What to work on |
[1] In the passage on Warnock's Senate votes, how would the $3.5 trillion budget blueprint be financed in part?
[2] List every initiative that the passage on Warnock's Senate votes says the public spending would go toward.
[3] Write the next paragraph of the passage on Warnock's Senate votes, picking up after its final sentence.

Text passage |
* * *

He also backed a $3.5 trillion budget blueprint, adopted by the Senate early Wednesday, that would amount to the largest expansion of the nation’s social safety net since the 1960s. It would be financed in part by increasing the national debt and hiking taxes on the wealthy and corporations.

Combined, the two measures would touch just about every sector of the U.S. economy, unleash a wave of public spending toward initiatives to expand health care, combat climate change, bolster education spending, offer new child care options and increase internet access.

Warnock, who presided over the Senate before the final passage of the infrastructure measure, celebrated by detailing the spending headed Georgia’s way. As with previous votes, he credited Georgians for electing him and Jon Ossoff in January runoffs that flipped control of the chamber.

“Thank you, Georgia, for showing up to make this historical investment possible,” he said.

Warnock’s Republican opponents want to make sure he pays a political price for his votes. Black criticized what he framed as a lack of transparency in the early morning vote on the budget blueprint.

* * *

Data entries |
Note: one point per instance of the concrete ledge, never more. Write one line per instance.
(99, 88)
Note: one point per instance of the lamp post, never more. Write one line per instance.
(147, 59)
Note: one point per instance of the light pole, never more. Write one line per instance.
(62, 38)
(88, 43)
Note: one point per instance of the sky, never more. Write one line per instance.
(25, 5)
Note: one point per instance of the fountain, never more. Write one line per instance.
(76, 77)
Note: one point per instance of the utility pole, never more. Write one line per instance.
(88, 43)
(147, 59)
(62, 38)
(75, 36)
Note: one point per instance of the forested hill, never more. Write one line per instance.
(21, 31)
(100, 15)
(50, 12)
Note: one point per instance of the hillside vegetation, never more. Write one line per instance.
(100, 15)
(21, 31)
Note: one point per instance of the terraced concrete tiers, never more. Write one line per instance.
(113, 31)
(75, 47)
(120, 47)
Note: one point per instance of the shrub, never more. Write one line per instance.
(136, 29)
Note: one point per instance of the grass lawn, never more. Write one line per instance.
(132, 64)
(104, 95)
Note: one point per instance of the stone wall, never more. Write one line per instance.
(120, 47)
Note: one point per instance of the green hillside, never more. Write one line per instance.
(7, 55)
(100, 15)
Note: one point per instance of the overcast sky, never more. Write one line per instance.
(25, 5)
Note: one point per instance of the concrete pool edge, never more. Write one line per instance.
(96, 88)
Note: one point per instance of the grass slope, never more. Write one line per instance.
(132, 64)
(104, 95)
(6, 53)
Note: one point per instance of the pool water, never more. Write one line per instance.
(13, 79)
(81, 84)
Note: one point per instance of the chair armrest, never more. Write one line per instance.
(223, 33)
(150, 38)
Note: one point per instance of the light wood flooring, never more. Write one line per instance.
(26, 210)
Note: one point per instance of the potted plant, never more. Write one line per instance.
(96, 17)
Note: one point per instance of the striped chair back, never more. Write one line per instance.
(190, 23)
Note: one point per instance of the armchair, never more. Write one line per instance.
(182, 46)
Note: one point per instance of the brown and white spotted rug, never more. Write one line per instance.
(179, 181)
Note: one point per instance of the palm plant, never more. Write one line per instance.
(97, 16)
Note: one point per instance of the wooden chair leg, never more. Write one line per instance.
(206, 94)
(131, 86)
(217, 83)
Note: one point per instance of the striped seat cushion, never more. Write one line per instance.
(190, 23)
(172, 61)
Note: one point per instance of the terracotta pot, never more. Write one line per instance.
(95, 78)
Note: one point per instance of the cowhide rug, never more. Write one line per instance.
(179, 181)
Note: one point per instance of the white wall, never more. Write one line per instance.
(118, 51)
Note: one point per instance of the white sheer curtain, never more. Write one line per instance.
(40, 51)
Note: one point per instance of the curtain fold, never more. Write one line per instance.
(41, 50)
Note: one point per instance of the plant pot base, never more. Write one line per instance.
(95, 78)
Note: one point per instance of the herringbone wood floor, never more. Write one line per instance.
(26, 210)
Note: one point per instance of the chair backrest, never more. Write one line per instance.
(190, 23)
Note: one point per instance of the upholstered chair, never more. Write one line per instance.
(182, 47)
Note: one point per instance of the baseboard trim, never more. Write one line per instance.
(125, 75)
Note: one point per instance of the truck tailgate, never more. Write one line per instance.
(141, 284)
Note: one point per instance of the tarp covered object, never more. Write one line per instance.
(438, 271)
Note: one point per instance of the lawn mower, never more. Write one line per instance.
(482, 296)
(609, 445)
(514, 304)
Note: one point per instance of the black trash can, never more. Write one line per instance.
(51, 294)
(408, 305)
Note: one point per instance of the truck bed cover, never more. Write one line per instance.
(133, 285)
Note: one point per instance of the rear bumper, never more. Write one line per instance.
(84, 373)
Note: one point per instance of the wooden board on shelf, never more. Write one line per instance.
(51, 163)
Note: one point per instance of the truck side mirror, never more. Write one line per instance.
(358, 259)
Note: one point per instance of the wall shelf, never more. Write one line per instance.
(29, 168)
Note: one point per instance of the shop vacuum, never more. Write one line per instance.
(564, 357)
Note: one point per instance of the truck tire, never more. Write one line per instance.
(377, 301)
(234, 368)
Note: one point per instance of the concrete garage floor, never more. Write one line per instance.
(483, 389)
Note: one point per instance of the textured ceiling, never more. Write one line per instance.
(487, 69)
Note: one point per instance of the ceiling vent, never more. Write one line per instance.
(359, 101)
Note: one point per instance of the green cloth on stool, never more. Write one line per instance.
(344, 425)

* * *

Answers below |
[1] By increasing the national debt and hiking taxes on the wealthy and corporations.

[2]
- Expanding health care
- Combating climate change
- Bolstering education spending
- Offering new child care options
- Increasing internet access

[3]
“No one knows what they’re voting on,” Black said. “We’re talking about categories of hundreds of billions of dollars, and people are showing up in the middle of the night. That’s not a vote I can cast. We’ve got to be more granular than that.”

The vote was the first step toward passing the proposal using a budget process called reconciliation that would allow it to bypass a filibuster and win passage in the Senate by a simple majority.

Taken together, Black said, the budget measures have ensured our “fiscal house is on fire.” Of the 19 Senate Republicans who crossed party lines to approve the infrastructure measure, Black offered a shrug.

“I have no earthly idea. They’ll have to answer to their voters,” he said. “This senator would have voted no.”

(Some Georgia Republicans have gone further. U.S. Rep. Jody Hice, a candidate for secretary of state, derided the package’s GOP supporters as “RINO Republicans!!!” on social media.)

U.S. Senate candidate Latham Saddler said spending proposed for a $1.2 trillion infrastructure package and a $3.5 trillion budget blueprint only “adds to our out-of-control mounting debt.”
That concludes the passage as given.